Repeat the listing word for word. Leave every picture out.
==== Task data ====
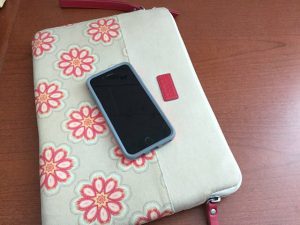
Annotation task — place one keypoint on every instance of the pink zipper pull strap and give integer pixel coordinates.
(105, 4)
(212, 210)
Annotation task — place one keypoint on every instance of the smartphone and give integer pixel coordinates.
(135, 119)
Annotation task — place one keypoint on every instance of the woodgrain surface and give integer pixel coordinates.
(247, 56)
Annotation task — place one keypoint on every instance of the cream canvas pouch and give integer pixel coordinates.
(85, 179)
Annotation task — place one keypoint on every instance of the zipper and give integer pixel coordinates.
(105, 4)
(212, 210)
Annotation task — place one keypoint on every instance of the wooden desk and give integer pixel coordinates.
(247, 56)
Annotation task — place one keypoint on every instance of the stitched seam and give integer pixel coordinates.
(156, 155)
(165, 184)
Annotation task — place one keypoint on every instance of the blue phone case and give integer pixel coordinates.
(123, 149)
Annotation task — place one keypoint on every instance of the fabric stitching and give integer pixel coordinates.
(156, 155)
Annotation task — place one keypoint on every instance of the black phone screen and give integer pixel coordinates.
(132, 113)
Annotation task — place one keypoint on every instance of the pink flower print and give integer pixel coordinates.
(48, 97)
(76, 62)
(103, 30)
(101, 200)
(85, 123)
(140, 164)
(56, 167)
(42, 42)
(152, 211)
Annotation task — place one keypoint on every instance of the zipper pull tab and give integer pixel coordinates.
(212, 210)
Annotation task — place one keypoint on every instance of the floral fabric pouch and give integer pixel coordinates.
(84, 177)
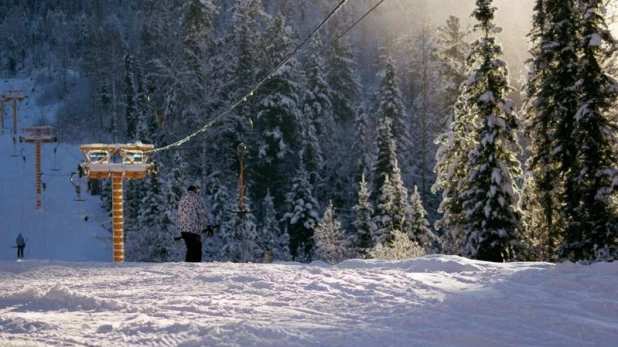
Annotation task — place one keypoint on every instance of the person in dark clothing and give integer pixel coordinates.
(21, 244)
(193, 220)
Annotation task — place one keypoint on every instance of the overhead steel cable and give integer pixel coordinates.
(273, 71)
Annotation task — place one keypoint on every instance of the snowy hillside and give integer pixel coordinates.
(430, 301)
(59, 230)
(68, 292)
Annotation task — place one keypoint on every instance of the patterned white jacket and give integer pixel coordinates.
(192, 213)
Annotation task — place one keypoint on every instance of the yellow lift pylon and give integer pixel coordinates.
(38, 135)
(2, 112)
(118, 162)
(14, 95)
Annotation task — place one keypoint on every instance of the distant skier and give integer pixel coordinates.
(193, 220)
(21, 244)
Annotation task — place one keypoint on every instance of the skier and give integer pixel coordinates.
(193, 220)
(21, 243)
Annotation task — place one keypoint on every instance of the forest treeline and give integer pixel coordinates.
(366, 143)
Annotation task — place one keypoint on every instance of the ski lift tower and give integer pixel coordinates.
(38, 135)
(2, 112)
(14, 95)
(118, 162)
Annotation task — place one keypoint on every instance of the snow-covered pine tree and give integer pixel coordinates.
(342, 76)
(220, 202)
(318, 115)
(390, 107)
(301, 216)
(131, 110)
(278, 126)
(331, 244)
(450, 169)
(272, 237)
(400, 248)
(241, 242)
(197, 86)
(491, 220)
(312, 151)
(550, 106)
(151, 239)
(429, 116)
(198, 24)
(360, 152)
(418, 228)
(365, 228)
(385, 230)
(236, 66)
(385, 158)
(318, 96)
(451, 52)
(591, 233)
(399, 202)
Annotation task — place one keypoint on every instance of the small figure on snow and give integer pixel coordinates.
(193, 221)
(21, 244)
====
(Result of the exercise)
Annotation task — place one keypoint on every instance of the pink zipper pull strap and give integer pixel coordinates.
(105, 4)
(212, 210)
Annotation task — place one keypoint on every instance of the smartphone and give integer pixel coordinates.
(135, 119)
Annotation task — place one keypoint on every instance of the woodgrain surface and give integer pixel coordinates.
(247, 56)
Annotation task — place one keypoint on every instance of the cream canvas pouch and give integer pixel coordinates.
(85, 179)
Annotation task — place one keypoint on every instance of the zipper and give integer pixel coordinates.
(105, 4)
(212, 210)
Annotation task — place one keypoint on every instance of the wooden desk and give integer pixel coordinates.
(247, 56)
Annotation task — place one keypoint on every instance of the stitched seam and give integer pixel coordinates.
(156, 155)
(165, 184)
Annotation task — place one keypoint on every instance of the blue phone case and give integer pixel coordinates.
(123, 149)
Annotation task — place one keypoint on every instance of the fabric stitching and give integer pixel coordinates.
(156, 155)
Annotation task — place one keypoint on every instance of the black phone screen and give integer pixel coordinates.
(132, 113)
Annotation task — place one keypoint on every instance of the pink flower print and give integer pixel coordinates.
(48, 97)
(76, 62)
(103, 30)
(101, 200)
(85, 123)
(140, 164)
(56, 167)
(42, 42)
(152, 211)
Annotation task — place one keypoint on every instance of the zipper pull tab and give integer pixel coordinates.
(212, 210)
Annotation task — place one keypoint on every instance of the floral fabric pouch and give integer pixel coordinates.
(84, 177)
Annotation task — place one keypoint on every instance of the person in dark clothing and give integer pixel coordinates.
(21, 244)
(193, 220)
Annotation task — place one keypoint on every instance of the overhead steel cable and give integer pixel coordinates.
(273, 71)
Annotation task — place one keypoint on every instance of the snowy hillside and give integer pixel coordinates.
(430, 301)
(59, 230)
(68, 292)
Annotation task — place one keypoint on every instance of the patterned white jacket and give integer pixel coordinates.
(192, 213)
Annotation task — place one keypoint on every instance of the yellow lift pylon and give integer pixel coordinates.
(38, 135)
(2, 112)
(118, 162)
(14, 95)
Annotation task — place one keypoint on every instance of the distant skier and give integer pixel coordinates.
(193, 220)
(21, 244)
Annotation task — place one keypoint on every instance of the skier and give integer pixel coordinates.
(193, 220)
(21, 243)
Annotation task — place one keypoint on every instance of the forest treeline and give integer pixel coordinates.
(366, 143)
Annotation task — place one keypoint on every instance of the ski lift tower and give integer pixel coordinates.
(38, 135)
(2, 112)
(14, 95)
(118, 162)
Annotation task — place one keypoint on every instance of the snow-covered pine tree and give integer pixel coordinates.
(342, 76)
(220, 202)
(318, 115)
(390, 107)
(301, 216)
(131, 110)
(278, 126)
(331, 244)
(450, 169)
(272, 237)
(400, 248)
(241, 242)
(197, 86)
(491, 220)
(312, 151)
(550, 106)
(151, 239)
(429, 116)
(198, 24)
(360, 152)
(418, 228)
(365, 228)
(385, 230)
(236, 66)
(385, 158)
(318, 96)
(451, 52)
(591, 233)
(399, 202)
Annotation task — place one keypoint on every instance of the small figure on snow and give integer pixel coordinates.
(193, 221)
(21, 244)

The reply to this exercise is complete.